- _REQUIREMENT A_:
From the Thomas Espin biography, translate this sentence into Spanish: "Espin was the son of a farmer and educated at the Free School at Wragby in Lincolnshire."
* Begin TEXT EXCERPT *
Thomas Espin  (1767–1822) was an English schoolmaster, mathematician, topographical artist, antiquary and amateur architect, who spent most of his life at Louth in Lincolnshire.

Career
Espin was the son of a farmer and educated at the Free School at Wragby in Lincolnshire. He took up schoolmastering and in 1790 was appointed  to a school at Louth that had been established by Robert Mapletoft. Master of Pembroke College, Cambridge in 1677. He advertised the school as a Mathematical and Architectural, nautical and Commercial Academy. He published  a Practical geometry consisting of definitions and some of the most useful geometrical problems selected for private use.  He was elected a Fellow of the Society of Antiquaries.

Artistic work
Espin was an accomplished watercolour artist. Batholomew Howlett used many engravings of  his work to illustrate his Views in the County of Lincolnshire which was published in 1805

Architectural work

In 1805 he supervised the rebuilding of the belfry windows in the tower of Louth church, and in 1815 he was invited by the Louth town council to submit plans for rebuilding of Louth Town Hall, which was not undertaken. His most notable work was the Gothic revival The Priory in Louth which he started in 1812. He laid out the surrounding parkland with Follies which were constructed from stonework taken from Louth Abbey. In 1818 he started on a summerhouse for himself, which became his mausoleum when he died in 1822.
* End TEXT EXCERPT *
* Begin GIVEN ENTRIES *
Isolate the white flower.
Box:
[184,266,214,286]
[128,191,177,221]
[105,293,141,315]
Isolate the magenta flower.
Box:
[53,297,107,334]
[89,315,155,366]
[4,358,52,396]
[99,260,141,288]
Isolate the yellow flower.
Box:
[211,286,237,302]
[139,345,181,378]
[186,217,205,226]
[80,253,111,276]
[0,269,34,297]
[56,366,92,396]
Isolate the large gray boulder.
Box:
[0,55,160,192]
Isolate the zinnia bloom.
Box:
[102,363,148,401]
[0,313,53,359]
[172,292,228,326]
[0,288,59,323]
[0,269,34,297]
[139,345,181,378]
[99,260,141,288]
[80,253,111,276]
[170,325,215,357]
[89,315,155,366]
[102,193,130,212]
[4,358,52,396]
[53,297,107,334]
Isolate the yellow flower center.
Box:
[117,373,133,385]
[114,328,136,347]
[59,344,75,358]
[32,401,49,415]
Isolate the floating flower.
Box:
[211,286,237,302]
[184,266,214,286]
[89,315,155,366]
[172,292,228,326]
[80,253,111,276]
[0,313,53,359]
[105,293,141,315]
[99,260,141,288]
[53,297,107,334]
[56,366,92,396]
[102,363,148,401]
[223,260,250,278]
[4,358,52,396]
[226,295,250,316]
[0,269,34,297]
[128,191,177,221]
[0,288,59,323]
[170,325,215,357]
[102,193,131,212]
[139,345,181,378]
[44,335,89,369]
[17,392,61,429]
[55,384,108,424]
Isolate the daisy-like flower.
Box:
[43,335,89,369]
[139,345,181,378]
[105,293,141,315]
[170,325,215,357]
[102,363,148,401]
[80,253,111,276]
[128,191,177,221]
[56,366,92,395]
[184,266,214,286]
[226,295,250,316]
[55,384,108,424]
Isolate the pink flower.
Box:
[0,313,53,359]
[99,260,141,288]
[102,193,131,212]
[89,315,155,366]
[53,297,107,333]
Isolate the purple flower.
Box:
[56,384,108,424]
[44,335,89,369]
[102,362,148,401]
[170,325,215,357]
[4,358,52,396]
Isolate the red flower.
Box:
* End GIVEN ENTRIES *
* Begin GIVEN ENTRIES *
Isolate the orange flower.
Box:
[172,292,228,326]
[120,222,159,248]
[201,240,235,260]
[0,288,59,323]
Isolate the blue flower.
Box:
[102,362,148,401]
* End GIVEN ENTRIES *
* Begin GIVEN ENTRIES *
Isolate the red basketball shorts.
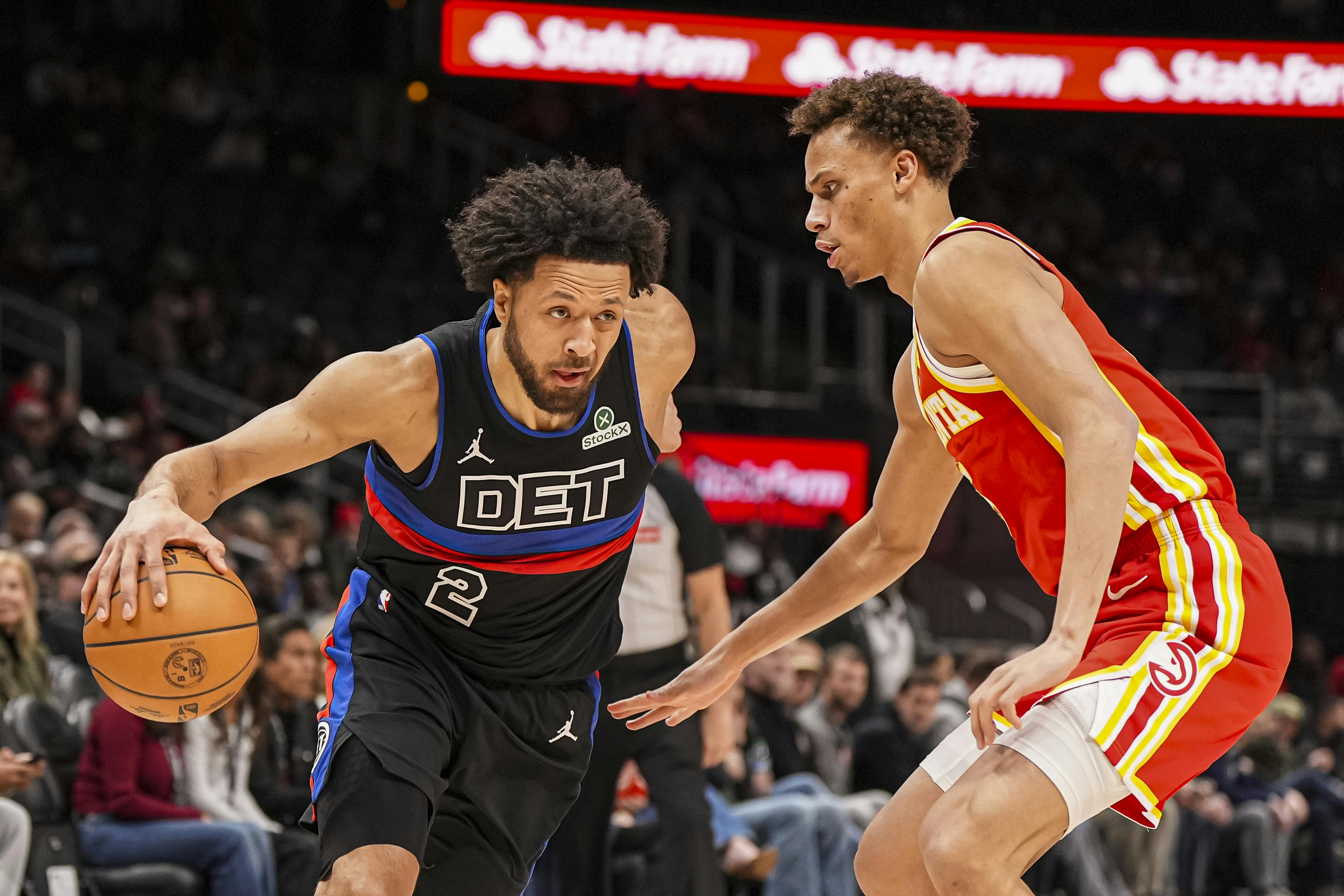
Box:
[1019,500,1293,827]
* End GIVEN ENTRIES *
- _REQUIREMENT B_:
Format everything in the entries from the line containing "Isolate the white flower." down to the line containing "[32,401,49,415]" as a Markdown table with the columns Num and Line. Number each line in sequence and leave out blank lines.

- _CORRECT RESPONSE A_:
Espin era hijo de un agricultor y se educó en la Free School de Wragby, en Lincolnshire.

- _CORRECT RESPONSE B_:
| Num | Line |
|---|---|
| 1 | Isolate the white flower. |
| 2 | Box: |
| 3 | [184,266,214,286] |
| 4 | [128,191,177,221] |
| 5 | [105,293,141,315] |
| 6 | Isolate the magenta flower. |
| 7 | Box: |
| 8 | [53,297,107,334] |
| 9 | [89,315,155,366] |
| 10 | [4,358,52,396] |
| 11 | [99,260,141,288] |
| 12 | Isolate the yellow flower. |
| 13 | Box: |
| 14 | [211,286,237,302] |
| 15 | [139,345,181,378] |
| 16 | [186,217,205,226] |
| 17 | [80,253,111,276] |
| 18 | [0,269,34,297] |
| 19 | [56,366,92,396] |
| 20 | Isolate the large gray boulder. |
| 21 | Box: |
| 22 | [0,55,160,192] |
| 23 | Isolate the zinnia bloom. |
| 24 | Box: |
| 25 | [102,363,148,401] |
| 26 | [0,313,53,359] |
| 27 | [172,292,228,326] |
| 28 | [0,288,59,323] |
| 29 | [0,269,34,297] |
| 30 | [139,345,181,378] |
| 31 | [99,260,141,288] |
| 32 | [80,253,111,276] |
| 33 | [170,325,215,357] |
| 34 | [89,315,155,366] |
| 35 | [102,193,130,212] |
| 36 | [4,358,52,396] |
| 37 | [53,297,107,334] |
| 38 | Isolate the yellow flower center. |
| 39 | Box: |
| 40 | [117,373,133,385] |
| 41 | [114,328,136,347] |
| 42 | [59,344,75,358] |
| 43 | [32,401,49,415] |